Exceptions. There is considerable variety in the source material and minor special instructions may be required for some books, or some portions of books, in some cases overriding the instructions given below.

Feedback. Conversion firms involved in this project are encouraged to ask questions: both to inquire about specific features not anticipated by the Guidelines, and to challenge the Guidelines (or the dtd) if they seem to produce unreasonable results. We will likewise provide advice on the conversion firms' tagging practices as quickly as possible.

Naming scheme

Page-image ID numbers

The beginning of each page (including the first page and all blank pages) should be recorded with a <PB> tag. The REF attribute of the <PB> tag is required: its value will eventually be the ID-string of the page image used by Bell & Howell to retrieve the image. Until such ID strings are available, simply record the image number within the book as the value of the REF attribute. E.g., a page appearing on the the third page image will begin with <PB REF="3">.

Since most of the page images are in fact images of page openings (i.e., each image contains two pages), in most cases there will be two <PB> tags for each REF value, like this:

<PB N="6" REF="3">
<PB N="7" REF="3">
<PB N="8" REF="4">
<PB N="9" REF="4">
<PB N="10" REF="5">
<PB N="11" REF="5">

File names

The text captured from each book should be returned as a single file, *.sgm. For now use the method of file-naming specified on EEBO FAQ page, using the the Wing or Pollard & Redgrave STC number as the basis for the file name.
+---+
Problems to solve:
1 – In the conversion guidelines excerpt, which distinct REF values appear in the example <PB> tags?
2 – According to the conversion guidelines excerpt, why will most REF values usually appear in two <PB> tags?
3 – Write the next part of the conversion guidelines, starting after their final sentence.
+---+
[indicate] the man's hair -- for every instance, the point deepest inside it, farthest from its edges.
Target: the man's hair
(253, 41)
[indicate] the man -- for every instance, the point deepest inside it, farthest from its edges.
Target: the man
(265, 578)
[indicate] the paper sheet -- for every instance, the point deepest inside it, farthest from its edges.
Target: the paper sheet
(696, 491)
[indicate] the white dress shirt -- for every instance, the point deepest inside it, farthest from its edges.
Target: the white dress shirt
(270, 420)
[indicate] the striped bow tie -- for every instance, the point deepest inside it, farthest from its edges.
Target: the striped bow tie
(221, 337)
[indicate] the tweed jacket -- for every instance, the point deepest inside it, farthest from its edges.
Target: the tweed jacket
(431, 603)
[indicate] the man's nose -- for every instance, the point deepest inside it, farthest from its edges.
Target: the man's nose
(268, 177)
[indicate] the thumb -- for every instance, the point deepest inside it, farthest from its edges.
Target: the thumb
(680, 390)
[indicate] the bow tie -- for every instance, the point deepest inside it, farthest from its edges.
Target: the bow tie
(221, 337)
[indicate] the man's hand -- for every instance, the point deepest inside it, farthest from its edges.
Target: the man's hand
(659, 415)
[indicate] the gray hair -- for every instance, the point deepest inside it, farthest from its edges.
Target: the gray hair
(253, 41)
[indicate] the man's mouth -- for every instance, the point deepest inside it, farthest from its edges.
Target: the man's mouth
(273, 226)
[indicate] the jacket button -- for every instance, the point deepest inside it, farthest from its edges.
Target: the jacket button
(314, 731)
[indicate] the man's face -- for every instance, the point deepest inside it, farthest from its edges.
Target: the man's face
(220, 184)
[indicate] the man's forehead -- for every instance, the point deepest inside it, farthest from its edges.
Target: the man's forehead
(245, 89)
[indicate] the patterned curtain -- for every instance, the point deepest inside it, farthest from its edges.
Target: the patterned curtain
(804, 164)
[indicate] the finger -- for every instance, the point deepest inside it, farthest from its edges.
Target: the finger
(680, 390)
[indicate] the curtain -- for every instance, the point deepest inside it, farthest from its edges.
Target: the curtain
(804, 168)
+---+
Expected answers:
1 – 3, 4, 5

2 – Most page images show page openings, so each image contains two pages. Each of those two pages begins with its own <PB> tag, and both tags carry the same image number as their REF value.

3 –
Material to record

With a few standard exceptions noted below, the entire text will be recorded in its entirety, first page to last, in the order it was intended to be read (top left to bottom right, left column before right column, etc.).

The chief exception is parallel texts. e.g. Running parallel texts, printed in a multi-column, multi-row, or facing-page arrangement, or some combination thereof, need to be treated as separate texts (normally, separate <DIV>s, sometimes perhaps separate <TEXT>s), each one recorded until its end and not restarted on each page. Notes and other material relating to only one of the texts on a page needs to be embedded in that text, not in any of the others. If a single heading or figure applies to more than one of the parallel texts, it should be recorded at the appropriate place in each text to which it applies.

Partial or fragmentary parallel texts will normally be broken primarily at the chapter or section level (e.g. <DIV1 TYPE="chapter">), then into parallel versions of that chapter (e.g. <DIV2 TYPE="version">) when necessary. But full parallel texts, e.g. an entire Latin-English parallel New Testament, or a Latin-English parallel Boethius) will normally be broken primarily into versions first (<DIV1 TYPE="version">), then each version into its chapters (<DIV2 TYPE="chapter">).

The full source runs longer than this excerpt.